Copy out every one of the entries below without changing a single character.
--- start Recorded information ---
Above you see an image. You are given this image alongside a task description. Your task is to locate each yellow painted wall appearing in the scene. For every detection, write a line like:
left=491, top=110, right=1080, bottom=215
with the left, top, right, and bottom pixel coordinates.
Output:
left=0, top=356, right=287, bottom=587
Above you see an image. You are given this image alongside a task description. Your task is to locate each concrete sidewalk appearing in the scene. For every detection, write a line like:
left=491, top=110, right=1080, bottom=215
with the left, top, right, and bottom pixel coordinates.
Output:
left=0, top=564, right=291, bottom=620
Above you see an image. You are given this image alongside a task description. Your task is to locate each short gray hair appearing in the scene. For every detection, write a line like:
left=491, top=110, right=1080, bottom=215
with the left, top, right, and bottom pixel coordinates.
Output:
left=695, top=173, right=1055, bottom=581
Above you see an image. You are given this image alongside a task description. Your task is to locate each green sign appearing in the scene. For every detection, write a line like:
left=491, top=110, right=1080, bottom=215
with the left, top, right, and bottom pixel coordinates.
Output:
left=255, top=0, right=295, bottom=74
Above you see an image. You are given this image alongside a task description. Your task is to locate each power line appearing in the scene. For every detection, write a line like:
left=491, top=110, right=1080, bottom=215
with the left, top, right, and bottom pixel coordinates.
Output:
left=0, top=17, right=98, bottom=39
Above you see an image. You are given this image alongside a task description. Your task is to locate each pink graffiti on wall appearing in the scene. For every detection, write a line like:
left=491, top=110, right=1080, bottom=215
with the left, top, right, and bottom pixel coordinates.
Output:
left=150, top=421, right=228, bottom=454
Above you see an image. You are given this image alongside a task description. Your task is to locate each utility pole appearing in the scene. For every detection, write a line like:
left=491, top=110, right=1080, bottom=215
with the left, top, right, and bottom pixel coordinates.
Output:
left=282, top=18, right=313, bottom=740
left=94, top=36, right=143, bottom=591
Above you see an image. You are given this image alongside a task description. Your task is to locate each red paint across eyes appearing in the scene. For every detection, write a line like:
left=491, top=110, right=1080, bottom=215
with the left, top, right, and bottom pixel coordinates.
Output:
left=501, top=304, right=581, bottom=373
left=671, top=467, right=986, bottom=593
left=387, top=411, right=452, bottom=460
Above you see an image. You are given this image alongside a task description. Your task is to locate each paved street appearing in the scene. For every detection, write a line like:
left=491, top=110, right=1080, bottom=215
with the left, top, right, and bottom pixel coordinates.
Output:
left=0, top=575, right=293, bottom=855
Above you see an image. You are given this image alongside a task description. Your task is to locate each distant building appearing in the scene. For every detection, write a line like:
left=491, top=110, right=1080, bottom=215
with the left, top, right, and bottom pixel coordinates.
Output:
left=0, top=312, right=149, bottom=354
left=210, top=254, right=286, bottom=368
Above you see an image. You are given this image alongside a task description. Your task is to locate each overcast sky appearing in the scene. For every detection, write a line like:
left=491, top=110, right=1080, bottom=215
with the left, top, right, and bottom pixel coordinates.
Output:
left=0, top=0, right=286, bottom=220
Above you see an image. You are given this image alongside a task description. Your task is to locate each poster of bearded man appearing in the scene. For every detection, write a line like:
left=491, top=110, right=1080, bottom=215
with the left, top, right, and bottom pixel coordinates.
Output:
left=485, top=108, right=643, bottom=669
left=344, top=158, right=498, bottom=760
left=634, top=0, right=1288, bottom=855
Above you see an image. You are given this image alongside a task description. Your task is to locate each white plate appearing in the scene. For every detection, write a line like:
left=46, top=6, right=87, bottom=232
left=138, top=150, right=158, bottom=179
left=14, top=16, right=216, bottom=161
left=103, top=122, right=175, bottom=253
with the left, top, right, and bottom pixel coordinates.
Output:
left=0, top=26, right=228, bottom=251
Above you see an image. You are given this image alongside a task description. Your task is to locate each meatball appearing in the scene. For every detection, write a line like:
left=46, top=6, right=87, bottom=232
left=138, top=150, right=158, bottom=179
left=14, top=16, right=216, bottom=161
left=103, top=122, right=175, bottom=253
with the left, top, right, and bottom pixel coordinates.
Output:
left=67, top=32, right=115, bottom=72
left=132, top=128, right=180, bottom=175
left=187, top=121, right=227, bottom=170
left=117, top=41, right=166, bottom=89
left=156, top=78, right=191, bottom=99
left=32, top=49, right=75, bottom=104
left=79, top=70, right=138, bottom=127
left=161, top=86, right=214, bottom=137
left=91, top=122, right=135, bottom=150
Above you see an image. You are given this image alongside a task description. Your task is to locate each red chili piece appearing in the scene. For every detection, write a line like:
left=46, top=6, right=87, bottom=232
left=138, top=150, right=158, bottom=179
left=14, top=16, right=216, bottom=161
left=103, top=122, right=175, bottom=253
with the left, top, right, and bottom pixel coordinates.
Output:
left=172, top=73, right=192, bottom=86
--- end Recorded information ---
## Written answer
Above you see an image. You are given this image alongside a task description. Your task is to locate each yellow painted wall appearing in the scene. For every detection, write a line like:
left=491, top=110, right=1080, bottom=215
with the left, top, right, and bottom pixel coordinates.
Output:
left=0, top=356, right=287, bottom=587
Above you see an image. You are given this image alongside a task description. Your task is to locate each concrete sidewalk appearing in the scene. For every detection, write a line like:
left=491, top=110, right=1080, bottom=215
with the left, top, right, and bottom pixel coordinates.
Output:
left=0, top=564, right=291, bottom=620
Above you see an image. You are given this image alongside a task description. Your task is to locate each short gray hair appearing in the scene. For every detection, write a line like:
left=491, top=110, right=1080, bottom=215
with the left, top, right, and bottom pixel coordinates.
Output:
left=695, top=173, right=1055, bottom=581
Above you see an image. You are given this image alongside a task description. Your task is to locate each green sign appearing in the scene. For every detection, write a line like:
left=491, top=110, right=1080, bottom=215
with the left, top, right, and bottom pixel coordinates.
Output:
left=255, top=0, right=295, bottom=74
Above you see an image. You are given this image alongside a task description. Your task is to locate each power line appearing in the scene. For every detection, write a line like:
left=491, top=110, right=1080, bottom=215
with the left, top, right, and bottom pixel coordinates.
Output:
left=0, top=17, right=98, bottom=39
Above you see an image. You are given this image alongside a task description. Your task is to locate each pink graffiti on wall appearing in the scene. For every detection, write a line like:
left=491, top=110, right=1080, bottom=215
with the left, top, right, and bottom pixel coordinates.
Output:
left=150, top=421, right=228, bottom=454
Above you see an image. You are given this image alongside a task description. Your task is to locate each utility pole appearing in the scene. For every detection, write a line like:
left=491, top=110, right=1080, bottom=215
with the left, top, right, and bottom pixel coordinates.
Output:
left=282, top=18, right=313, bottom=740
left=94, top=36, right=143, bottom=591
Above you see an image. You are given this image alongside a task description. Your task is to locate each red paint across eyes appearing in the scene. For every detection, write a line like:
left=491, top=110, right=1080, bottom=215
with the left, top, right, and bottom pixel coordinates.
Output:
left=501, top=304, right=581, bottom=373
left=671, top=467, right=986, bottom=593
left=387, top=411, right=452, bottom=460
Above you see an image. You are given this image alongside a task description. Your task is to locate each paved street appearing in the scene. For every detection, write a line like:
left=491, top=110, right=1080, bottom=215
with the left, top, right, and bottom pixel coordinates.
Output:
left=0, top=575, right=293, bottom=855
Above you see an image. You are given this image alongside a task description. Your task is to locate each distant building appearing in the scene. For every detection, write a line like:
left=491, top=110, right=1080, bottom=215
with the left, top, right, and bottom pixel coordinates.
Output:
left=0, top=312, right=149, bottom=354
left=210, top=254, right=286, bottom=368
Above you see an image. You are given this image alongside a task description. Your task is to locate each overcast sky appearing in the scene. For every detection, write a line like:
left=491, top=110, right=1080, bottom=215
with the left, top, right, and bottom pixel coordinates.
Output:
left=0, top=0, right=286, bottom=220
Above you see an image. You are given this image alongside a task description. Your task is to locate each poster of bearded man appearing in the scene. For every detection, write a line like:
left=491, top=110, right=1080, bottom=215
with the left, top, right, and bottom pixel coordinates.
Output:
left=485, top=108, right=643, bottom=669
left=344, top=158, right=498, bottom=760
left=634, top=0, right=1288, bottom=855
Above you see an image. You are given this image alongside a task description. Your task is to locate each white plate appearing in the scene. For every detection, write a line like:
left=46, top=6, right=87, bottom=232
left=138, top=150, right=158, bottom=179
left=14, top=16, right=216, bottom=161
left=103, top=122, right=175, bottom=253
with the left, top, right, and bottom pixel coordinates.
Output:
left=0, top=26, right=228, bottom=251
Above you see an image. You are given this image alongside a task description. Your task is to locate each meatball appearing in the scene. For every detection, write a line like:
left=46, top=6, right=87, bottom=232
left=138, top=150, right=158, bottom=179
left=14, top=16, right=216, bottom=161
left=103, top=122, right=175, bottom=253
with the left, top, right, and bottom pixel coordinates.
Output:
left=67, top=32, right=115, bottom=72
left=132, top=128, right=180, bottom=175
left=187, top=121, right=227, bottom=170
left=117, top=41, right=166, bottom=89
left=156, top=78, right=191, bottom=99
left=32, top=49, right=75, bottom=104
left=79, top=70, right=138, bottom=127
left=161, top=86, right=214, bottom=137
left=91, top=122, right=135, bottom=150
Above you see an image. You are given this image alongside a task description. Your task is to locate each red chili piece appearing in the scene. For every detection, write a line like:
left=46, top=6, right=87, bottom=232
left=138, top=150, right=158, bottom=179
left=14, top=16, right=216, bottom=161
left=103, top=122, right=175, bottom=253
with the left, top, right, and bottom pixel coordinates.
Output:
left=172, top=73, right=192, bottom=86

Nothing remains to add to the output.